*** Information provided ***

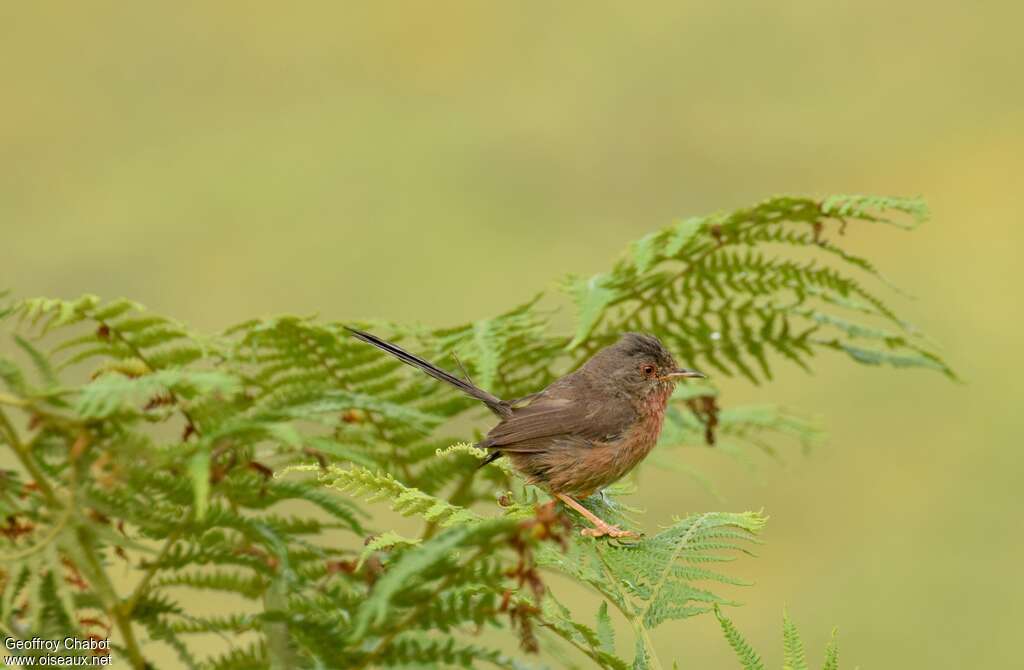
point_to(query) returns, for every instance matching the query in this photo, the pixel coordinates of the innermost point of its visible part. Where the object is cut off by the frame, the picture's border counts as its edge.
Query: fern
(793, 647)
(240, 463)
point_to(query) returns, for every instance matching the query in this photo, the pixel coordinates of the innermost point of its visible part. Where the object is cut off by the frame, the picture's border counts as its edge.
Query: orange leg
(600, 528)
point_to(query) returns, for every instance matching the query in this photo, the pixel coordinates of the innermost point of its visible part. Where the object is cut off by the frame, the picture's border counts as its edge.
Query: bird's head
(639, 365)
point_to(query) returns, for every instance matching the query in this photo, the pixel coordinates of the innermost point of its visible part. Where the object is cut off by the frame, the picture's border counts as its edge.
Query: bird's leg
(600, 528)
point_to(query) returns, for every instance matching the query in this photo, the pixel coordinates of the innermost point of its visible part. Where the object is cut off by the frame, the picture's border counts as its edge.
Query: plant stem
(114, 604)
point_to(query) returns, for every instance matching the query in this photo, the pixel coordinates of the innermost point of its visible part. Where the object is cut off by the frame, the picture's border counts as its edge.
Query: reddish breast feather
(652, 415)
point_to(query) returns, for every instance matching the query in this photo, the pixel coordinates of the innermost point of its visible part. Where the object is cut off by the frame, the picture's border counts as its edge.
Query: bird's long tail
(495, 404)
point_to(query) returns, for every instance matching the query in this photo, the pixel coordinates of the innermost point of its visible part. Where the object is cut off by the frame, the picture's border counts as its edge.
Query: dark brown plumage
(586, 429)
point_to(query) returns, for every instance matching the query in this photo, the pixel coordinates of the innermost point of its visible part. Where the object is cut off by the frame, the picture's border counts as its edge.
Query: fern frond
(749, 659)
(793, 647)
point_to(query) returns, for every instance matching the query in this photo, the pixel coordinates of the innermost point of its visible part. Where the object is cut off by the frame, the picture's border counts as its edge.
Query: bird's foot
(601, 530)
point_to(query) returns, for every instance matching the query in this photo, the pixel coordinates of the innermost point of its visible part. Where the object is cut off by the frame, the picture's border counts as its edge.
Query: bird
(583, 431)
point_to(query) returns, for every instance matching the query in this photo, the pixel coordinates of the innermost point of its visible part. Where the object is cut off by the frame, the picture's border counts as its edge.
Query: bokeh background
(439, 162)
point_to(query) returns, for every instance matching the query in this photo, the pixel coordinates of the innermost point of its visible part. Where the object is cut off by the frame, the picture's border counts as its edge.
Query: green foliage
(793, 647)
(250, 463)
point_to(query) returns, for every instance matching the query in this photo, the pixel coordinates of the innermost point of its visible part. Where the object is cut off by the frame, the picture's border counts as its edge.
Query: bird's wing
(554, 414)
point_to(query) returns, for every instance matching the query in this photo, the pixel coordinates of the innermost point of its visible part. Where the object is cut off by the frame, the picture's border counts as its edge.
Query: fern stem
(415, 613)
(25, 457)
(108, 593)
(151, 573)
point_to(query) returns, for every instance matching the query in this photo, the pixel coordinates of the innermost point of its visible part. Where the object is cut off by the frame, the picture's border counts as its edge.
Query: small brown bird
(585, 430)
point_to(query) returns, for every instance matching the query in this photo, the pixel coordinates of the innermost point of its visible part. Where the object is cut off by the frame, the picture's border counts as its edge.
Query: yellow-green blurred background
(438, 162)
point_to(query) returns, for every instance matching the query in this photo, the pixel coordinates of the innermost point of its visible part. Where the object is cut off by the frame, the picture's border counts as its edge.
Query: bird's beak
(684, 373)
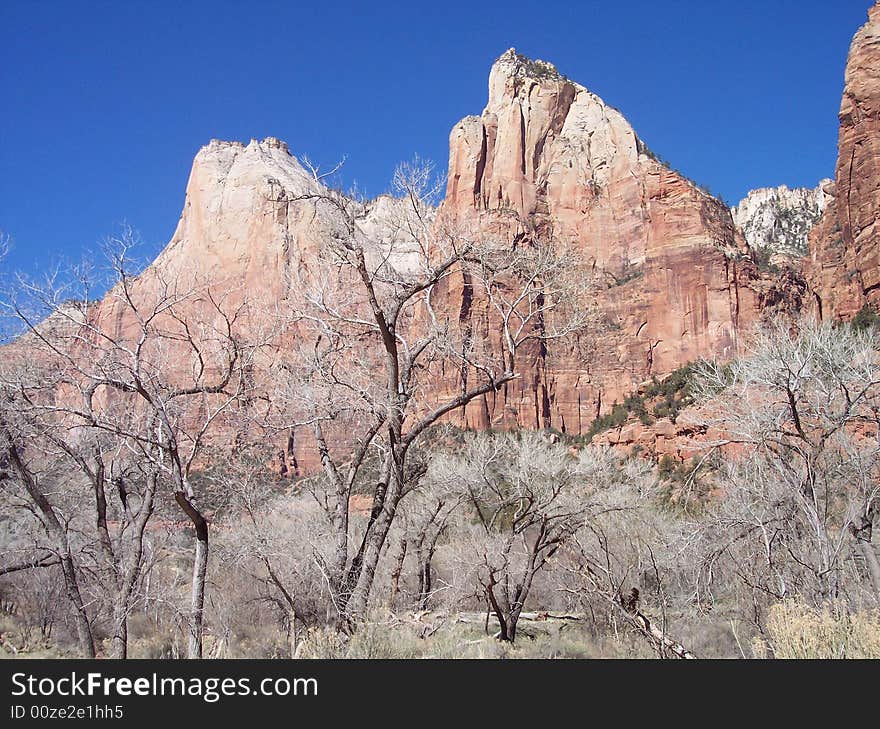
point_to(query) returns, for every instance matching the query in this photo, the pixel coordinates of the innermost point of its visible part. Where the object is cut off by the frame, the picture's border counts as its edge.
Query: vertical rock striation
(844, 266)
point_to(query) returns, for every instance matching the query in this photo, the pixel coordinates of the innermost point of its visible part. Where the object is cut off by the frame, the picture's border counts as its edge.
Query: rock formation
(844, 266)
(549, 156)
(776, 221)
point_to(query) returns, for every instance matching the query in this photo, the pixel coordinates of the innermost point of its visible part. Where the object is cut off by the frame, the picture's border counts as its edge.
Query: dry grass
(799, 631)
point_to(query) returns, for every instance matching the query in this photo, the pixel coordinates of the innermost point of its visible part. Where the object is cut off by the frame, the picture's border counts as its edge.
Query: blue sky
(106, 103)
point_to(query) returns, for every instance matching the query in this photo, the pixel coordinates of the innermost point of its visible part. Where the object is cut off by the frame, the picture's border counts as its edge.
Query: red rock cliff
(844, 266)
(549, 155)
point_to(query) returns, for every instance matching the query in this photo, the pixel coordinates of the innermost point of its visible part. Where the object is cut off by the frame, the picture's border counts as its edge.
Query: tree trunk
(398, 569)
(59, 535)
(200, 569)
(81, 619)
(119, 639)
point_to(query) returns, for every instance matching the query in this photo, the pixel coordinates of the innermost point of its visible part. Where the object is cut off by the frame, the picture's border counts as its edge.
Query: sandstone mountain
(776, 221)
(676, 269)
(844, 266)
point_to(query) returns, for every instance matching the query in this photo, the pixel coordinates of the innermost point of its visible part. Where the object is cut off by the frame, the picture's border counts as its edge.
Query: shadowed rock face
(844, 266)
(549, 156)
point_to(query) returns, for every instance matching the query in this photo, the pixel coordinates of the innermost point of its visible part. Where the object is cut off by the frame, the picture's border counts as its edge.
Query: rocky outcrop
(776, 221)
(547, 157)
(844, 265)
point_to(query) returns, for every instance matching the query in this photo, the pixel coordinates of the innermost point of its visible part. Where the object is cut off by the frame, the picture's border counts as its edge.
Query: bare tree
(800, 420)
(139, 384)
(528, 498)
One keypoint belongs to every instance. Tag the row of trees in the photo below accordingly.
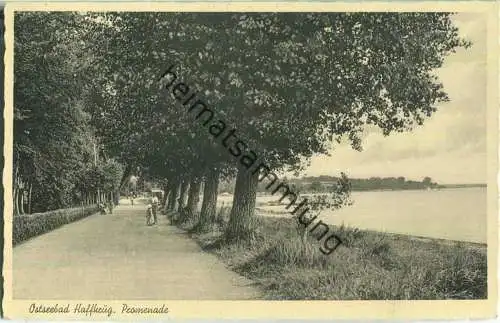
(58, 159)
(289, 83)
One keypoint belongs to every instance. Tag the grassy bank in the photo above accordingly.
(369, 265)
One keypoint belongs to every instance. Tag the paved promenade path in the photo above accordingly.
(118, 257)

*** End of Information provided ***

(Exercise goal) Above are records to transcribe exactly; leave their pictures out.

(Exercise solution)
point_to(query) returns, for every instance matching the query in this photo, the pixel coordinates of the innermost point of its visible part. Where the object is cut off by the frame, the picture's border counts as its edge.
Query: fern
(793, 647)
(240, 463)
point_to(query) returns, for every instance matching the query in this photo, the pixel coordinates of the innermost point of its visible part. Where the object is cut off by the frame, the picture's border counts as its edge.
Query: orange leg
(600, 528)
point_to(query) returns, for every instance matching the query in this photo, the pixel coordinates of the innermost point of its visible part. Where the object is cut off by the frame, the picture's border counts as its edge.
Query: bird's head
(639, 365)
point_to(query) returns, for every instance matching the query in this photo, the pixel coordinates of the innermost point of its visible part. Where the object is cut off by the frame, the picture's border counts as its edge.
Query: bird's leg
(600, 528)
point_to(query) returns, for every instance matching the query in this photo, the pixel coordinates of the innermost point of its visible part. Where the object is cut off by the frame, the picture's border counts as its edge.
Query: plant stem
(114, 604)
point_to(query) returns, for every instance matching the query in this photo, the pixel coordinates of the innermost point of its visible part. Where the object is cut off by the frame, the picture's border counts as its edge.
Query: reddish breast feather
(652, 415)
point_to(query) returns, for every instance matching the query in this photo, the pixel coordinates of the innermost point of its visible part. Where the object is cut off by the frame, the picture's border counts as its edge.
Query: bird's long tail
(495, 404)
point_to(query) returns, for every instance matching the query in this photo, the pixel coordinates of the innermost point of its visible part. Where the object is cut off by the frame, the picture's border counts as its edge.
Query: dark brown plumage
(586, 429)
point_to(query) returns, for every instance matching the query in this photo, the pixel coordinates of the innermost point of its visible part. Where the object is cut off by the frame, the picture's border counts as its edge.
Query: fern frond
(749, 659)
(793, 647)
point_to(query) returns, for every instance matching the query in this photo, the pixel coordinates of the innermost point of its visible part. Where the object is cut off by the frame, the picture's border counts as its edge.
Query: bird's foot
(601, 530)
point_to(query) returns, for every instance matching the query in this photo, the pixel coordinates of the innermost point of its visible part. Where the object is cut off by the frame, the picture's border counts as its edge.
Query: bird
(583, 431)
point_to(query) returns, for every instance matching the query in this photo, the pixel coordinates of the innermost point of its visible part. Where the object is cut off by the frame, the picture's border counts as its edge.
Query: bokeh background
(439, 162)
point_to(query) returns, for every instance matching the query in this photo, the pixel coordinates of the innermost point of its visible part. Where the object is cut off by the frame, the picture's border counts as its edge.
Query: green foliage
(793, 647)
(250, 463)
point_to(query) returns, for every instance matching the query in this photo, the pixel coordinates of the innermost point of its visible part. Where the object is cut off by the frame, the picture's border counts as its edge.
Query: bird's wing
(554, 414)
point_to(query) returns, for every instance matching the query in this photo, the pixel coordinates of the innermost point of its visible part. Where the object is cut off by the frame, the picture's border counts as its edge.
Query: fern stem
(415, 613)
(25, 457)
(108, 593)
(151, 573)
point_to(query) returns, for every instance matching the query in this photo, the pixel coordinates of the innermost point of its visible part. Where the object is cut off by the frame, the picture's border counts as its edge.
Query: small brown bird
(585, 430)
point_to(query) returns, for every instance matching the query in this photo, the pixel coordinates of the innermost point of its visible part. Where the object is cut off by the frame, the picture's border counts as its edge.
Query: yellow-green blurred background
(438, 162)
point_to(query) returns, for every instance matching the query in this photo, the pixel coordinates of the innermost point of its visible part. Where the object is cut off by the frame, the picture's border counts as its edge.
Query: bird's beak
(684, 373)
point_to(query) returns, for every instance matching the query in this photo, the pixel coordinates of the innermost point of its visible part. Where the object is cut off by the frame, the picture's border counts as its edge.
Query: vertical rock striation
(844, 266)
point_to(query) returns, for every instance matching the query in this photo, the pixel coordinates of the innermost point of its visible part. Where the object is cut off by the frame, the picture's border counts as its edge.
Query: rock formation
(844, 266)
(549, 156)
(776, 221)
point_to(query) returns, for every instance matching the query in this photo, the pixel coordinates of the innermost point of its visible part. Where the object is cut off by the frame, the picture's border counts as its edge.
Query: dry grass
(799, 631)
point_to(query) returns, for every instance matching the query in this photo, the pixel coordinates of the innermost point of its visible part. Where the object is cut off by the frame, the picture's border counts as its edge.
Query: blue sky
(106, 103)
point_to(query) returns, for every instance matching the query in this photo, the pixel coordinates of the innermost point of its visible part. Where the object is cut off by the frame, the picture's border counts as its edge.
Query: red rock cliff
(844, 266)
(549, 155)
point_to(query) returns, for every instance matching the query in this photo, the pixel coordinates of the innermost point of its visible part. Where the object is cut off by the frame, the picture's border counts as its edge.
Query: tree trunk
(398, 569)
(59, 535)
(200, 569)
(81, 619)
(119, 639)
point_to(query) returns, for every instance matching the query in this photo, the pixel coordinates of the innermost point of its visible part. Where the object is cut off by the frame, the picture's border counts as its edge.
Query: sandstone mountain
(776, 221)
(676, 269)
(844, 266)
point_to(query) returns, for every instance matching the query in this photo, the pixel coordinates of the innermost point of its visible part. Where the object is cut off by the frame, the picture's border counts as its edge.
Query: shadowed rock face
(844, 266)
(549, 156)
point_to(query) returns, for every instance matching the query in this photo, the pixel coordinates of the innermost point of its visible part. Where the object is cut off by the frame, the picture's border counts as its edge.
Query: rocky outcrop
(776, 221)
(547, 157)
(844, 265)
point_to(query) returns, for every instance matching the query in this photo, the pixel coordinates of the innermost point of its visible part. Where the object is cut off by the frame, the picture's border counts as its edge.
Query: bare tree
(800, 420)
(139, 384)
(528, 498)
One keypoint belongs to every instance. Tag the row of trees in the photo below accordingly.
(58, 159)
(289, 83)
One keypoint belongs to every instance. Tag the grassy bank in the photo above accordingly.
(369, 265)
One keypoint belongs to every instance. Tag the paved promenade path in the photo above accordingly.
(118, 257)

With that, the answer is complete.